Task objective: Type the records that follow again exactly as written, but drop the pictures.

Material for the task:
_ _ _

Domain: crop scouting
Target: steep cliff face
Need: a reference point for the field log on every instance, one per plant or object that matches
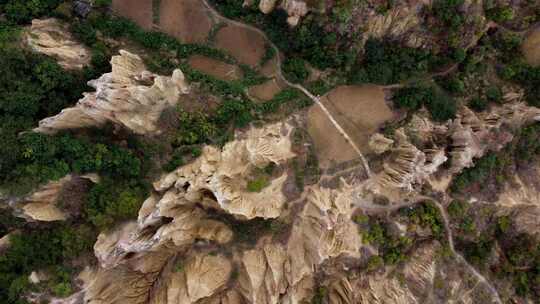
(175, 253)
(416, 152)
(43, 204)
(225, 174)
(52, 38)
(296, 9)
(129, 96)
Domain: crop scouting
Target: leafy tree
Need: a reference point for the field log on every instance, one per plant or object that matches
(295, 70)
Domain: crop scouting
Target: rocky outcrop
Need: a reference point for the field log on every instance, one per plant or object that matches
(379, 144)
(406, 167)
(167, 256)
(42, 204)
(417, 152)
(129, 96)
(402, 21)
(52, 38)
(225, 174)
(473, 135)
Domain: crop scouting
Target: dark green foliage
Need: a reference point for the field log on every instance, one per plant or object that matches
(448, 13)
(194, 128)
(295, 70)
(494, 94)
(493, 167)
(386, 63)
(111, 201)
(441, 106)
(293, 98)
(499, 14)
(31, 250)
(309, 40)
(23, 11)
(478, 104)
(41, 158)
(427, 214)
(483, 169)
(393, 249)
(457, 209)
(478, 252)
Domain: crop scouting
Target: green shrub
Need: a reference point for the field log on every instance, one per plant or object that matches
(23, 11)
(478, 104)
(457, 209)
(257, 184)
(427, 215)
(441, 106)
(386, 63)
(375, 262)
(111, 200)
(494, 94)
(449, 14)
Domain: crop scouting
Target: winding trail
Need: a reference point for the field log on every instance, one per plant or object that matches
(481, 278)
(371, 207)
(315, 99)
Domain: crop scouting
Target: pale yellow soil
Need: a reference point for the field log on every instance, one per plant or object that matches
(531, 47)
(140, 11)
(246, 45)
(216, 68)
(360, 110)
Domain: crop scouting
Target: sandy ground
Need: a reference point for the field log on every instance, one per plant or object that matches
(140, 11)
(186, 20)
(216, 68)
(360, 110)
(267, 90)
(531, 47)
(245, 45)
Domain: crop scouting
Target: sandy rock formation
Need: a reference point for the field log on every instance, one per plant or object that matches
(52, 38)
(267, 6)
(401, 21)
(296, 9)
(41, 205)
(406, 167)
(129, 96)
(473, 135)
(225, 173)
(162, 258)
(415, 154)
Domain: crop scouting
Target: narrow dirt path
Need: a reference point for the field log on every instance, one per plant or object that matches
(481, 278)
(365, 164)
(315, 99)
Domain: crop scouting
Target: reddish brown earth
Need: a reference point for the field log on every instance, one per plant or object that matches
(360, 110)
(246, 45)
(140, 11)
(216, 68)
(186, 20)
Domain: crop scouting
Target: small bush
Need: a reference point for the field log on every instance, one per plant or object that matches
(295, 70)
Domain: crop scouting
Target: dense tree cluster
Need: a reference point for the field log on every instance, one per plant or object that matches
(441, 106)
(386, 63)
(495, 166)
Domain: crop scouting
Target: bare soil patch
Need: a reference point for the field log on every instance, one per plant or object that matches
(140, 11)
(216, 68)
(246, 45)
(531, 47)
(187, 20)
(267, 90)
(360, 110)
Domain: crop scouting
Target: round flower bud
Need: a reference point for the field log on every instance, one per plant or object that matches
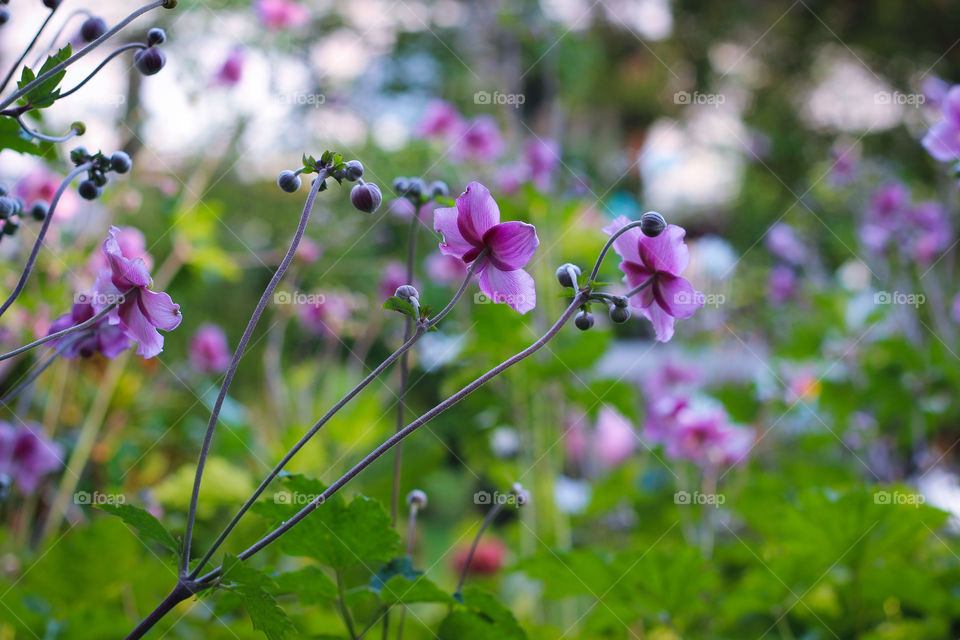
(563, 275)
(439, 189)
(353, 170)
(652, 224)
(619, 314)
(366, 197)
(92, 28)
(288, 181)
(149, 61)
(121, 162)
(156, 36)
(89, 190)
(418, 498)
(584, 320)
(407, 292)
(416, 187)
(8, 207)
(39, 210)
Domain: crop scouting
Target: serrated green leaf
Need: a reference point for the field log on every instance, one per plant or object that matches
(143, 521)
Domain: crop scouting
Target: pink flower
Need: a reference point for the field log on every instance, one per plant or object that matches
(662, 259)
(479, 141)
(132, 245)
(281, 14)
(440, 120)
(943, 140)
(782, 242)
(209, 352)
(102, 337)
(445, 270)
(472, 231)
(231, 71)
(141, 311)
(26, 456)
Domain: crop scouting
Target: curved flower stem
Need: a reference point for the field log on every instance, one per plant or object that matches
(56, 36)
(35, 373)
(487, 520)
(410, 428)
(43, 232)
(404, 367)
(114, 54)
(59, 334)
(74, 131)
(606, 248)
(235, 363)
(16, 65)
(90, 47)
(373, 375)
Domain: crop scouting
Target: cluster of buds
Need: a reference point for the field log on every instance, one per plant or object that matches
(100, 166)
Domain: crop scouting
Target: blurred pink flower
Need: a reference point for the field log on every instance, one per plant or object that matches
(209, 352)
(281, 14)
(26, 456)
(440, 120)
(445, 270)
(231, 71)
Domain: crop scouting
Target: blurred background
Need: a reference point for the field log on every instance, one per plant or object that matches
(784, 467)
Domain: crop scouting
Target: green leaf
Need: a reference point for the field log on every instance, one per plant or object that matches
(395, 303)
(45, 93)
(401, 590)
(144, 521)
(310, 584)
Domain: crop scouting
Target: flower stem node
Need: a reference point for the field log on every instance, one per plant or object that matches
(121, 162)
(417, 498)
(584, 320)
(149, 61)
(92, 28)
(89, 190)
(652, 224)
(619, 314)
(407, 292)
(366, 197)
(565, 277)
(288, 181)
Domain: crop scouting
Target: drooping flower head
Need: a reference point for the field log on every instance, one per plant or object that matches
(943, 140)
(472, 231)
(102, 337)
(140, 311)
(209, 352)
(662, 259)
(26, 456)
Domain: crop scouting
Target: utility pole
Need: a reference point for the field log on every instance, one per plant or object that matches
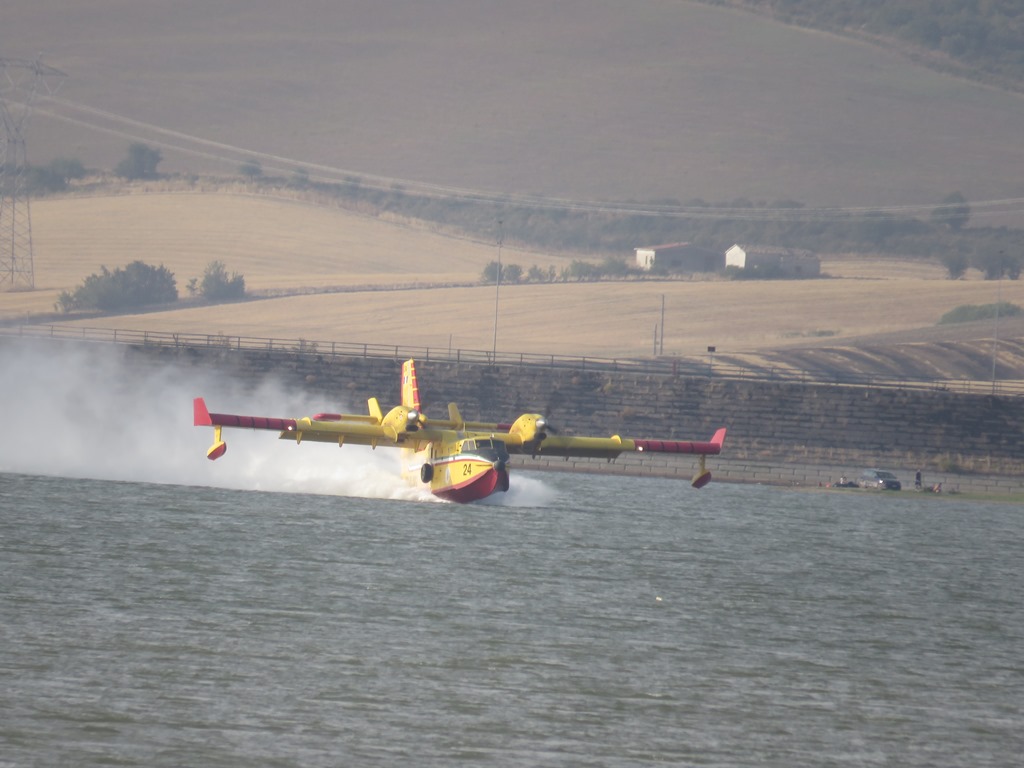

_ _ _

Exercise answer:
Domain: crop scouting
Target: steep cliff face
Need: a reference point for the field log on every instance, one per plant or object that matches
(175, 253)
(416, 152)
(43, 204)
(225, 174)
(52, 38)
(296, 9)
(129, 96)
Domain: crop scouting
Target: leafy tree
Need: a reference point for the field log on every instance, one per plant or object that matches
(295, 70)
Domain: crop scouting
Target: rocky outcrop
Need: a reference point for the field log on every instance, one per plant or object that matches
(379, 144)
(406, 167)
(167, 256)
(42, 204)
(417, 152)
(129, 96)
(402, 21)
(52, 38)
(225, 174)
(473, 135)
Domain: crop scouting
Target: dark green foliage
Need: a reference point for the field log on every instance, one per plant or object that matches
(448, 13)
(194, 128)
(295, 70)
(494, 94)
(493, 167)
(386, 63)
(111, 201)
(441, 106)
(293, 98)
(499, 14)
(31, 250)
(309, 40)
(23, 11)
(478, 104)
(41, 158)
(427, 214)
(483, 169)
(393, 249)
(457, 209)
(478, 252)
Domain: crop scouting
Target: green shrub
Need: a reference point for the field log on every instance, one per plant or object that matches
(23, 11)
(478, 104)
(457, 209)
(257, 184)
(427, 215)
(441, 106)
(386, 63)
(375, 262)
(111, 200)
(494, 94)
(449, 14)
Domain: crop scouting
Target: winding trail
Need: a reference point for the field log on every instance, one per plant or object that matches
(481, 278)
(371, 207)
(315, 99)
Domain: crop scouting
Target: pale yellow soil
Need: a reference point for the field log on every instance, one per plant or object that matches
(531, 47)
(140, 11)
(246, 45)
(216, 68)
(360, 110)
Domain: crop scouting
Target: sandy ground
Need: a reference point for the field log on every instance, one per plant or object that matches
(140, 11)
(186, 20)
(216, 68)
(360, 110)
(267, 90)
(531, 47)
(245, 45)
Domain: crop scouting
Target: sandy rock formation
Need: a reference point for the field log on every instance, one per plant or object that matches
(52, 38)
(267, 6)
(401, 21)
(296, 9)
(41, 205)
(406, 167)
(129, 96)
(473, 135)
(225, 173)
(162, 258)
(415, 154)
Domain: crop scouting
Target: narrow dirt path
Need: a reference point for the field log on every instance, one per plant or object that matches
(481, 278)
(365, 164)
(315, 99)
Domain: crop scouting
Target: reddish brown earth
Need: a reference point for the field log on every instance, one per plant or object that matches
(360, 110)
(246, 45)
(140, 11)
(216, 68)
(186, 20)
Domain: crop scouting
Target: small bush
Need: a reference point for the field log on every instance, one per plant or object that matches
(295, 70)
Domain: crop scouting
Target: dense tree cluster
Need: a reference point for the field log on every instance, one per plant or object that matches
(441, 106)
(386, 63)
(495, 166)
Domain: crop scouting
Target: bare soil patch
Need: a reference point for the field log on every instance, one per plant or object that matches
(140, 11)
(216, 68)
(246, 45)
(531, 47)
(187, 20)
(267, 90)
(360, 110)
Domain: crop scouting
Target: round flower bud
Need: a reference point for the field log on every instance, one per plant or object that matches
(563, 275)
(439, 189)
(353, 170)
(652, 224)
(619, 314)
(366, 197)
(92, 28)
(288, 181)
(149, 61)
(121, 162)
(156, 36)
(89, 190)
(418, 498)
(584, 320)
(407, 292)
(416, 187)
(8, 207)
(39, 210)
Domain: crop scouting
Target: serrated green leaf
Need: a reference point for the field log on every instance, one per plant or object that matches
(143, 521)
Domain: crop scouting
Target: pink flower
Need: a reference point for the field log on every instance, one per plant or object that matches
(662, 259)
(479, 141)
(132, 245)
(281, 14)
(440, 120)
(943, 140)
(782, 242)
(209, 352)
(102, 337)
(445, 270)
(472, 231)
(231, 71)
(141, 311)
(26, 456)
Domain: crop scouting
Target: curved flower stem
Need: a reference point for the field log on every instance, one per plant or object that matches
(56, 36)
(35, 373)
(487, 520)
(410, 428)
(43, 232)
(404, 367)
(114, 54)
(59, 334)
(74, 131)
(606, 248)
(235, 363)
(16, 65)
(90, 47)
(373, 375)
Domain: crop scouting
Target: cluster of buds
Need: a reference point for the field log on every instance, one per plant or object that matches
(100, 166)
Domain: crop scouting
Target: blurred pink flower
Need: a reference point for the field log on every instance, one per plant or object that matches
(209, 352)
(281, 14)
(26, 456)
(440, 120)
(445, 270)
(231, 71)
Domain: crop scouting
Target: blurred background
Need: a reference point for the field log on every instance, one per plant or object that matches
(784, 467)
Domain: crop scouting
Target: green leaf
Need: a reference point for the field log on every instance, one per plant or object that matches
(395, 303)
(45, 93)
(401, 590)
(144, 521)
(310, 584)
Domain: crop scouting
Target: flower stem node
Need: a reference point for the field log on every instance, one per plant or object that matches
(121, 162)
(417, 498)
(584, 320)
(149, 61)
(92, 28)
(89, 190)
(652, 224)
(619, 314)
(407, 292)
(366, 197)
(565, 277)
(288, 181)
Domain: crop scouting
Target: drooping flower head
Need: a reference point for the field log on every instance, one per plant or object that matches
(943, 140)
(472, 231)
(102, 337)
(140, 311)
(209, 352)
(662, 259)
(26, 456)
Domain: crop scouting
Target: utility pole
Need: a reference point for the field log on every instance, one per plant or object that matches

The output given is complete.